-- begin EXCERPT PROVIDED --
From the runaway box office hit, Ebong Indrajit, in the early Sixties - which Rustom Bharucha described as the Waiting for Godot of Bengali theatre - followed by another intense play, Sara Rattir, and then Baki Itihas to his bareboned, skeletal 'Third Theatre', which graduated to 'Free Theatre', Badal Sircar's creative odyssey was long and complex. What is really important to note in this context is that the restless and adventurous dramatist said good bye to proscenium theatre when he was an established playwright basking in his success on the stage. He was eager to create something new and disturbing and this restive aspiration drew him towards his Third Theatre.

The basic query of this theatre rested on the impassioned interrogation addressed to the audience, "And you? What are you going to do? Have you decided? You you you" ( Tringsha Satabdi). One Third Theatre play followed another and among these, Michhil was perhaps the most iconic and pulsating. This play has also been a notable success. It was performed first on April 19, 1974 and thereafter 250 times all over the country. In the words of Anjum Katyal, "This play contains many typical features of Badal-da's Third Theatre style, such as: an intimacy with the audience, sharp satirical commentary on society and the status quo, the dream of a more just and equitable tomorrow, a collage-like juxtaposition of sequences, the actors' bodies forming a range of different sculptural images, and humour."
-- end EXCERPT PROVIDED --
**EXERCISES**
A. Answer these questions from the passage on Badal Sircar's theatre:
(i) Who described Ebong Indrajit as the Waiting for Godot of Bengali theatre?
(ii) What did the 'Third Theatre' graduate to?
(iii) On what date was Michhil first performed?
B. Write out part of the passage on Badal Sircar's theatre word for word. Begin at the words "From the runaway" and stop after "his Third Theatre.".
-- begin PROVIDED DATA --
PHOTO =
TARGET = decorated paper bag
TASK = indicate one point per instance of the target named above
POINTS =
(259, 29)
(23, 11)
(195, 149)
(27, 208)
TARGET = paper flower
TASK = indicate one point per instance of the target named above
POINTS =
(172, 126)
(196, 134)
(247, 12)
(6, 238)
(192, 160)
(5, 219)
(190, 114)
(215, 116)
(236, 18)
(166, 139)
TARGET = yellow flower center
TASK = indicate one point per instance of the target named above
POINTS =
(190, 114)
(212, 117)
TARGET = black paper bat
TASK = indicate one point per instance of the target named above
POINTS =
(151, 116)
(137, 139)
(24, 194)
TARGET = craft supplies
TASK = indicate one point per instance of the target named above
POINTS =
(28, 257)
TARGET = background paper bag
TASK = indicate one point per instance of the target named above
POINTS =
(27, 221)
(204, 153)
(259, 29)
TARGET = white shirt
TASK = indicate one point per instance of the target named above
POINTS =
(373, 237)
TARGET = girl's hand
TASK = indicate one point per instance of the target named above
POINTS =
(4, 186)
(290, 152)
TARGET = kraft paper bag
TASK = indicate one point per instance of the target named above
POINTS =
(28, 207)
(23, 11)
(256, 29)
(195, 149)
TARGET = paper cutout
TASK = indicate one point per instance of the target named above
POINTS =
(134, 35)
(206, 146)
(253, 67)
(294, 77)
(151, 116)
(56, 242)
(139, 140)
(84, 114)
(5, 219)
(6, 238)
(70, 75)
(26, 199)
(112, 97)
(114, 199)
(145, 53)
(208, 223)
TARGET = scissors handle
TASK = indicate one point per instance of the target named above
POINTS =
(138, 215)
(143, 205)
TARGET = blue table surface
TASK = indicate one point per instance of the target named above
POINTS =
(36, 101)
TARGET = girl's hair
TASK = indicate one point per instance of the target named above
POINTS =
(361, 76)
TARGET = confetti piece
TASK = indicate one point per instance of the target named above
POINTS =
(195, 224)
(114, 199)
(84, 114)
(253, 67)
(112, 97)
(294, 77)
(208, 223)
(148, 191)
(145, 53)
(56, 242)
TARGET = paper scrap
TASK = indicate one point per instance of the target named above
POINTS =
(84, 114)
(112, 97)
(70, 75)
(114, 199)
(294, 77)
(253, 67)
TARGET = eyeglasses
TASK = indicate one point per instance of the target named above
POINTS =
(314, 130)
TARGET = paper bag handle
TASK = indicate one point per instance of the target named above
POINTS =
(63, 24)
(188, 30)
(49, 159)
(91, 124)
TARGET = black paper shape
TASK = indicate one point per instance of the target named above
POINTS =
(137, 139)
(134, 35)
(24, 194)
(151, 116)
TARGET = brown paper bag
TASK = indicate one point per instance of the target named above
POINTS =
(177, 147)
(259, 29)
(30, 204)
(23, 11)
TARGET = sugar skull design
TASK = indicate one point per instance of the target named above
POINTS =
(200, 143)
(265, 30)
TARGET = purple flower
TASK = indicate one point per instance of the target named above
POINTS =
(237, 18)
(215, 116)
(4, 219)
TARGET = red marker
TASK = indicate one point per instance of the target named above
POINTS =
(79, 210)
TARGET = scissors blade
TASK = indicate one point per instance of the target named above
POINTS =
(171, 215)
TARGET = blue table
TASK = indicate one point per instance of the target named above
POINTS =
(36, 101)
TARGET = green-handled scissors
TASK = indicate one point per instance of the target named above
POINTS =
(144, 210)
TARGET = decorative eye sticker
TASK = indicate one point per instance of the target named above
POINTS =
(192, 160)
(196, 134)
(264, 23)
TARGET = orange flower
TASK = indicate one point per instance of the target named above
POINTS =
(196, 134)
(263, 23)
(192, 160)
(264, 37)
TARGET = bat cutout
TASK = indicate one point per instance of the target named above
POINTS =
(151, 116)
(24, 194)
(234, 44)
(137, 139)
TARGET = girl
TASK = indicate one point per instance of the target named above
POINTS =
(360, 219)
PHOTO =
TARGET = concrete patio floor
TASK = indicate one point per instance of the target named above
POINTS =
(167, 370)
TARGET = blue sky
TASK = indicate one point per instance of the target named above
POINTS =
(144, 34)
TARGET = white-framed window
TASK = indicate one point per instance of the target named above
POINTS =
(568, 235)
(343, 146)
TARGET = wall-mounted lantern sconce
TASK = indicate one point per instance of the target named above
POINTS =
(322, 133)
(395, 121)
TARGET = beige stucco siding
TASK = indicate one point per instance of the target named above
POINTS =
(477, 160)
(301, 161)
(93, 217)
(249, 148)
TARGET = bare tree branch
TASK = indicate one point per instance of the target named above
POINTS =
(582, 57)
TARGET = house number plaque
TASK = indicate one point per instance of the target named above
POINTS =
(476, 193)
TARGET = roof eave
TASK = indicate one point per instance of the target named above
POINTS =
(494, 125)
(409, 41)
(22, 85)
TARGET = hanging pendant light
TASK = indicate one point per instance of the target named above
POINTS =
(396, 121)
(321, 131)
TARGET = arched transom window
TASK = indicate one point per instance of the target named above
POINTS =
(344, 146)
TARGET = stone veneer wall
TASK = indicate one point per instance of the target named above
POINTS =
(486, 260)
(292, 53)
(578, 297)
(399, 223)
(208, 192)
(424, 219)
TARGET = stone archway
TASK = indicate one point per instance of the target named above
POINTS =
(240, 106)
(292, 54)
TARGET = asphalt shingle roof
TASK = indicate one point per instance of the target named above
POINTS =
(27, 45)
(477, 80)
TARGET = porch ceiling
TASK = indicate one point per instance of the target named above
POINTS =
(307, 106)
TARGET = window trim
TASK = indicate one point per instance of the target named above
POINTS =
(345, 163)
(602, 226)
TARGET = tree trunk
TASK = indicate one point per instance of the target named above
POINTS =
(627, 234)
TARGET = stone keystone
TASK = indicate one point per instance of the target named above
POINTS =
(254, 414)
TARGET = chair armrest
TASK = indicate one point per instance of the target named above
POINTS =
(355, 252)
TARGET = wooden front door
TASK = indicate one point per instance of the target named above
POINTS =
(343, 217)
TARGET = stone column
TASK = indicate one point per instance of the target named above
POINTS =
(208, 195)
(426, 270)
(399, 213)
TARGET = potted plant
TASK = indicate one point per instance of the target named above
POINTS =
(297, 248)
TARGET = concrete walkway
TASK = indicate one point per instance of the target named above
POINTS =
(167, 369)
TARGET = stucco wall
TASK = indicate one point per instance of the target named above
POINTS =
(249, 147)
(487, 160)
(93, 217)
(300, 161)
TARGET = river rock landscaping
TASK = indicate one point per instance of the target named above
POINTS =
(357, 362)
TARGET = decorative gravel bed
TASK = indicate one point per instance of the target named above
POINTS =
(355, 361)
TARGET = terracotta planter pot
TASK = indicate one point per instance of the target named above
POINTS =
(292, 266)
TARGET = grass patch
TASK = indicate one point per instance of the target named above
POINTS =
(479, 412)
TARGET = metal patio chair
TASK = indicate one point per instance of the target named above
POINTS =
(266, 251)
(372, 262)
-- end PROVIDED DATA --
-- begin PROVIDED DATA --
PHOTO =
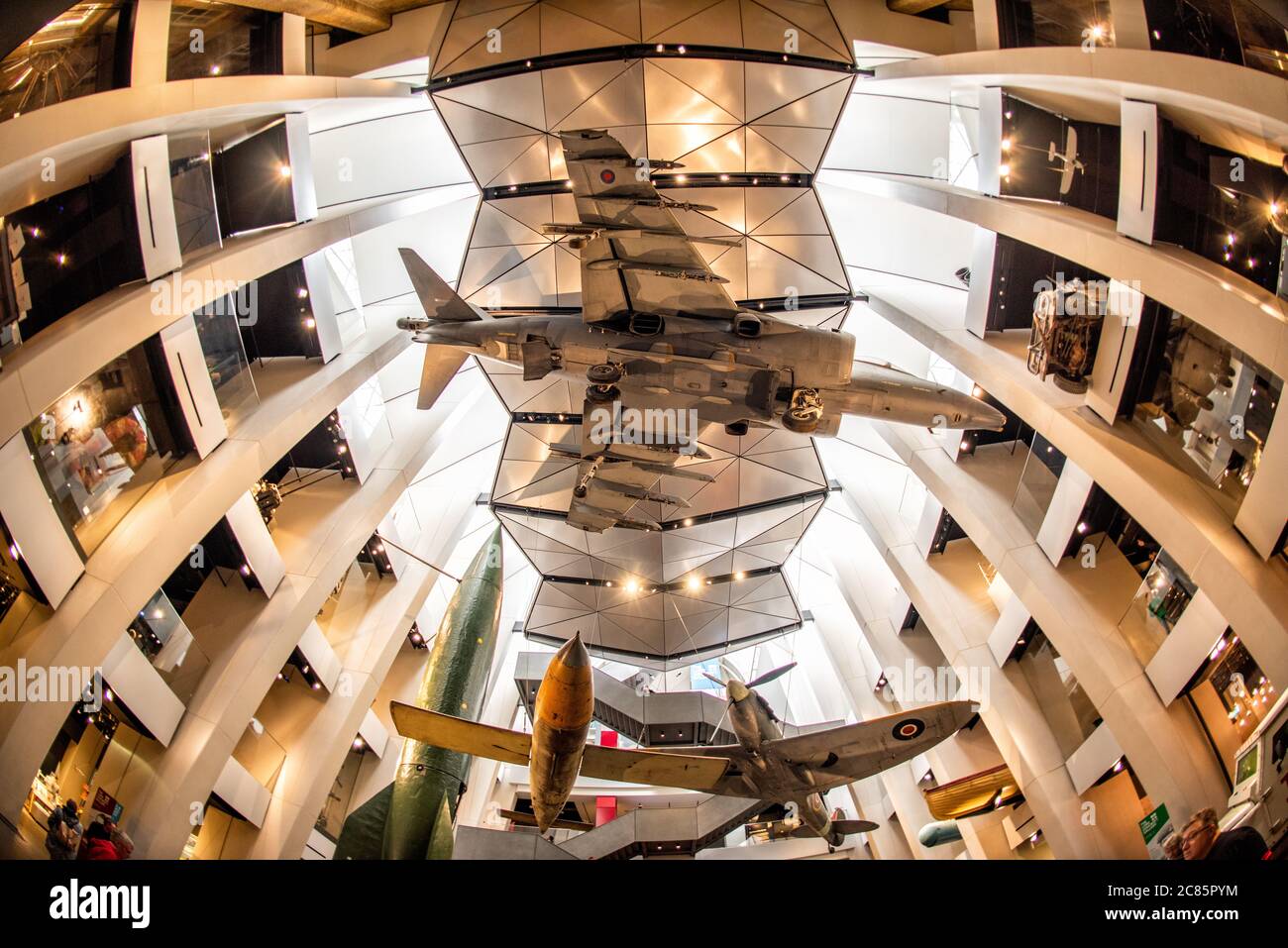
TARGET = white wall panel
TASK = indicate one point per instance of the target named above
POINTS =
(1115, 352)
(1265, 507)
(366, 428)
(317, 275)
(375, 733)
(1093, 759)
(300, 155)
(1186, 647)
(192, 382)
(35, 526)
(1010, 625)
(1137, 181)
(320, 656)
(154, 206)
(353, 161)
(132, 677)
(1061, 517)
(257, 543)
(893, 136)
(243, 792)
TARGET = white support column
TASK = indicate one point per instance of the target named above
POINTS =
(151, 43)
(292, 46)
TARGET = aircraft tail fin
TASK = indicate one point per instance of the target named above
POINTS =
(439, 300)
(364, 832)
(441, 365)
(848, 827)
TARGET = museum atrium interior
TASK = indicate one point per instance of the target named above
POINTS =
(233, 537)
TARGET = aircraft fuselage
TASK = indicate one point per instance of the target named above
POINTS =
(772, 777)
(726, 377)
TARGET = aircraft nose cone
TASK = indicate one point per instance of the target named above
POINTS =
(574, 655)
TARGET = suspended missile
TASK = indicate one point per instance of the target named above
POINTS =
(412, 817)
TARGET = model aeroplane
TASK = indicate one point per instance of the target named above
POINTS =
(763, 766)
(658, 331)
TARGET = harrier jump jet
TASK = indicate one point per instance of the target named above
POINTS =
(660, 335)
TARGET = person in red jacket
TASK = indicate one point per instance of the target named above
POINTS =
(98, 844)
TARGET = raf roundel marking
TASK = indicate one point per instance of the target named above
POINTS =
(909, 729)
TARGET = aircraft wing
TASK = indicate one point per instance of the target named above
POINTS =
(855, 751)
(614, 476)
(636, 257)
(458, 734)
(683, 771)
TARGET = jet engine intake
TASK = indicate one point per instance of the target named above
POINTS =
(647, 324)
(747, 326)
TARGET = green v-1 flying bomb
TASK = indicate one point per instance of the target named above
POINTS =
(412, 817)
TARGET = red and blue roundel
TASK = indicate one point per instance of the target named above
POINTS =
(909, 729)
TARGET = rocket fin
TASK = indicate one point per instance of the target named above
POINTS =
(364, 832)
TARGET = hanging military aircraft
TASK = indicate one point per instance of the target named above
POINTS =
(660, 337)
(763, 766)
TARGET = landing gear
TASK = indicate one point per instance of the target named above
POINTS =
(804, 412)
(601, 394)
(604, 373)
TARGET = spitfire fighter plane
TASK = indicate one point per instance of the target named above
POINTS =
-- end PROVIDED DATA --
**COMPLETED EXERCISE**
A.
(i) Rustom Bharucha
(ii) 'Free Theatre'
(iii) April 19, 1974

B.
From the runaway box office hit, Ebong Indrajit, in the early Sixties - which Rustom Bharucha described as the Waiting for Godot of Bengali theatre - followed by another intense play, Sara Rattir, and then Baki Itihas to his bareboned, skeletal 'Third Theatre', which graduated to 'Free Theatre', Badal Sircar's creative odyssey was long and complex. What is really important to note in this context is that the restless and adventurous dramatist said good bye to proscenium theatre when he was an established playwright basking in his success on the stage. He was eager to create something new and disturbing and this restive aspiration drew him towards his Third Theatre.